■ **EXERCISE DESCRIPTION**:
Could you reproduce the lines below from the one with "11. Mark the dark" through the one with "11. Mark the white baseboard"? Keep both ends and add nothing.

(RECORDS SUPPLIED begins)

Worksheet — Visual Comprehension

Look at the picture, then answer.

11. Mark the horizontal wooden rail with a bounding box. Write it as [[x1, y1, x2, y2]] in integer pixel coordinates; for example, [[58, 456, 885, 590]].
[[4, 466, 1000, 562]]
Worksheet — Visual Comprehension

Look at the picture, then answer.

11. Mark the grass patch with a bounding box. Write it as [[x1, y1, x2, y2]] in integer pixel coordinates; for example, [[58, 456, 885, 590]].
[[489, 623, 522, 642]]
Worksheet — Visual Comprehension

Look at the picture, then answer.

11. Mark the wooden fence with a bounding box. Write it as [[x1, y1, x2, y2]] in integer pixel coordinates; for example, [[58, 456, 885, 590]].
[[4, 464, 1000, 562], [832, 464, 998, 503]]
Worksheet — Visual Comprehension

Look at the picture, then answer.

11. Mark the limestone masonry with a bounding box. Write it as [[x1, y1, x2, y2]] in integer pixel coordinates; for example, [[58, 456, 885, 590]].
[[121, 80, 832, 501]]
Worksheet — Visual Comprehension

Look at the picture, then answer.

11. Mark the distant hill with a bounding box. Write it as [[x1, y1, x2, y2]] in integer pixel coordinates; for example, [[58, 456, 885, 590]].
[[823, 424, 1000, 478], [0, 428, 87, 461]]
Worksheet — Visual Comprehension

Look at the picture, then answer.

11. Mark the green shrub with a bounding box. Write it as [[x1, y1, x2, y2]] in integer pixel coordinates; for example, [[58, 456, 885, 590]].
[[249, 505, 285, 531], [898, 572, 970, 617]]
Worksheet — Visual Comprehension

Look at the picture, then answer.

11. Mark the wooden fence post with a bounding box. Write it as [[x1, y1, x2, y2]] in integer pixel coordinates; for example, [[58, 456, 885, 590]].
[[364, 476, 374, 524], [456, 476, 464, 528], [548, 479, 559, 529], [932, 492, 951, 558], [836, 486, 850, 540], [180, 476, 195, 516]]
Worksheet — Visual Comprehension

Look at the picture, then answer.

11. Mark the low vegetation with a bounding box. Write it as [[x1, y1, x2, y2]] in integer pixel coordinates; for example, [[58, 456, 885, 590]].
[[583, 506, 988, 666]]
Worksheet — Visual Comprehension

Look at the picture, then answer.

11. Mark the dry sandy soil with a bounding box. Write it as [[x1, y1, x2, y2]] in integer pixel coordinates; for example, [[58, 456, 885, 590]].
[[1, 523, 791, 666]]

(RECORDS SUPPLIED ends)
(RECORDS SUPPLIED begins)

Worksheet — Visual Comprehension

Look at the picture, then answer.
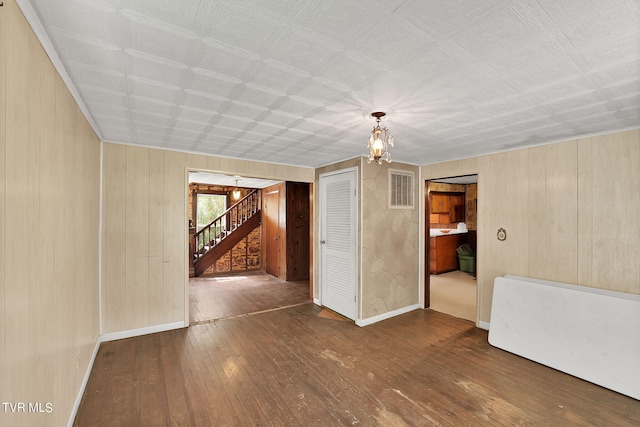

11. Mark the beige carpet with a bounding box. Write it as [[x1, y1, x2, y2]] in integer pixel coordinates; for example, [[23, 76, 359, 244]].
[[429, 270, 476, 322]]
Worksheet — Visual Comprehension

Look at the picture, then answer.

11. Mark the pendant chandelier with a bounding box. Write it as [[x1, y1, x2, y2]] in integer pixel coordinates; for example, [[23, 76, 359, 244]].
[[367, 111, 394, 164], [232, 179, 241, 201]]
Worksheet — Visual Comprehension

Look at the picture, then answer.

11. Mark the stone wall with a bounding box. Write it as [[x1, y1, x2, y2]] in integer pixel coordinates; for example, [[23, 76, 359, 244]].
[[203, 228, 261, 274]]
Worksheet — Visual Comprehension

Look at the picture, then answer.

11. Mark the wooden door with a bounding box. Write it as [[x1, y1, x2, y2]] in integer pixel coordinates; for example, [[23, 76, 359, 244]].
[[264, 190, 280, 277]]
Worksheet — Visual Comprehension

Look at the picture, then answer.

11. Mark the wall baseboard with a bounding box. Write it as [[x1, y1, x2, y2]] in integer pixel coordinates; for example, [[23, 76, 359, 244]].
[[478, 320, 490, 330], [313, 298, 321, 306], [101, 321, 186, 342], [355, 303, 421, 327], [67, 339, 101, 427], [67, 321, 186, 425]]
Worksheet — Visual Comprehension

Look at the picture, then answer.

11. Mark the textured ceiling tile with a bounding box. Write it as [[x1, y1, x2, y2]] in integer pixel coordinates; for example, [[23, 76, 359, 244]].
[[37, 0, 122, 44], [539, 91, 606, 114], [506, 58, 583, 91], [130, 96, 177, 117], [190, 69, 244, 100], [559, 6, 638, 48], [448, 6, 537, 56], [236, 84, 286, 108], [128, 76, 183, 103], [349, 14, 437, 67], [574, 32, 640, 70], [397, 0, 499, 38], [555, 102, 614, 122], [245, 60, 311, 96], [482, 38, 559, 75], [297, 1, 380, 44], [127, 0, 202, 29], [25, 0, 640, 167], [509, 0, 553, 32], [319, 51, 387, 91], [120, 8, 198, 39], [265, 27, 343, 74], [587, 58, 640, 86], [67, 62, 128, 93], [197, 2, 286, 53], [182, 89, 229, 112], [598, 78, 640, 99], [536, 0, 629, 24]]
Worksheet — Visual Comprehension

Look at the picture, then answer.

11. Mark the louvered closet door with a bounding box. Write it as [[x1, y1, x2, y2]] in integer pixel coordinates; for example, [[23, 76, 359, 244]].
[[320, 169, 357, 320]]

(RECORDS SUPPLIED ends)
(RECORDS SUPPLIED begins)

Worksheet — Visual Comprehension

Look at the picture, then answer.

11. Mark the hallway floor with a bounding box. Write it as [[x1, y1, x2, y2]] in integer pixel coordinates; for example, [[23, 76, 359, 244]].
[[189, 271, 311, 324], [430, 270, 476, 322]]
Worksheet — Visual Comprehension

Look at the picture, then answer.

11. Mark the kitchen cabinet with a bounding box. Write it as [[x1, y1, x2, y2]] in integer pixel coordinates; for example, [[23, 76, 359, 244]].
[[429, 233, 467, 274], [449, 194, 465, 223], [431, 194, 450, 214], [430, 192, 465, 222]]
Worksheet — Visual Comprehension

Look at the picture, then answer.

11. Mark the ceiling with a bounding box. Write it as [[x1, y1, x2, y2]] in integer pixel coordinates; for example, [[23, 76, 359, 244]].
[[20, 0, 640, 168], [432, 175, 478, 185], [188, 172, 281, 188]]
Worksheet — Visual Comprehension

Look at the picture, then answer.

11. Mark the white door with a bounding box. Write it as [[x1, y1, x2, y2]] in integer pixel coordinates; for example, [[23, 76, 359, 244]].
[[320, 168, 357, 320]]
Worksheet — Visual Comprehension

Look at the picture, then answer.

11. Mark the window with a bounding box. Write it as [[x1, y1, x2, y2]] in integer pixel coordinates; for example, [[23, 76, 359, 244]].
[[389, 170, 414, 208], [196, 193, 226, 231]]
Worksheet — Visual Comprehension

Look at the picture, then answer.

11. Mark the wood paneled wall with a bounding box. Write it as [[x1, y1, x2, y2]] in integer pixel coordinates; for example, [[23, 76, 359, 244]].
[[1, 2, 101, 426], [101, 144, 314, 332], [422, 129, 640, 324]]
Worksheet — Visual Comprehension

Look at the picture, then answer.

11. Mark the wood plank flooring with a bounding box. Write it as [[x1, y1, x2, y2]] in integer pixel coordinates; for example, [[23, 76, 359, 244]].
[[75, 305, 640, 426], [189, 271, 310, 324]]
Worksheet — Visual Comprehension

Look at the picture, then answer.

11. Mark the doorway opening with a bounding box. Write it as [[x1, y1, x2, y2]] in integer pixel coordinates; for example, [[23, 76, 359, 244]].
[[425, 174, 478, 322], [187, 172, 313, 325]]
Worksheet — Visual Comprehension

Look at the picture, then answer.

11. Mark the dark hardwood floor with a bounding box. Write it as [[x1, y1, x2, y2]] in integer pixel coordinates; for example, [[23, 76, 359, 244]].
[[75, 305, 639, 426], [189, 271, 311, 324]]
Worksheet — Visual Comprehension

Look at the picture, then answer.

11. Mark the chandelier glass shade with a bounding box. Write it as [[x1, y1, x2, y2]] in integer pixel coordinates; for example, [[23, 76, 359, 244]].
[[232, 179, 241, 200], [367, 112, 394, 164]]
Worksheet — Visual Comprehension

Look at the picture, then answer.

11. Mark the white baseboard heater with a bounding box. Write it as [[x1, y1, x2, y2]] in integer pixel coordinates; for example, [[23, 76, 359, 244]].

(RECORDS SUPPLIED ends)

■ **PROBLEM SOLUTION**:
11. Mark the dark hardwood floor with a bounding box. Write it as [[x1, y1, x2, y2]] in integer pixel coordinates; for example, [[23, 76, 359, 244]].
[[75, 305, 639, 426], [189, 271, 311, 324]]
Worksheet — Visual Comprehension

Look at the picture, then answer.

11. Mark the chandelier glass shade with a bounding box. Write it as [[x1, y1, x2, y2]] in integer pixel coordinates; for example, [[23, 76, 359, 244]].
[[232, 179, 241, 200], [367, 112, 394, 164]]
Worksheet — Visual Comprehension

Look at the picture, then answer.

11. Mark the white baseboard heater with a bounding box. Write it as [[x1, y1, x2, y2]] in integer pixel coordinates; for example, [[23, 76, 359, 244]].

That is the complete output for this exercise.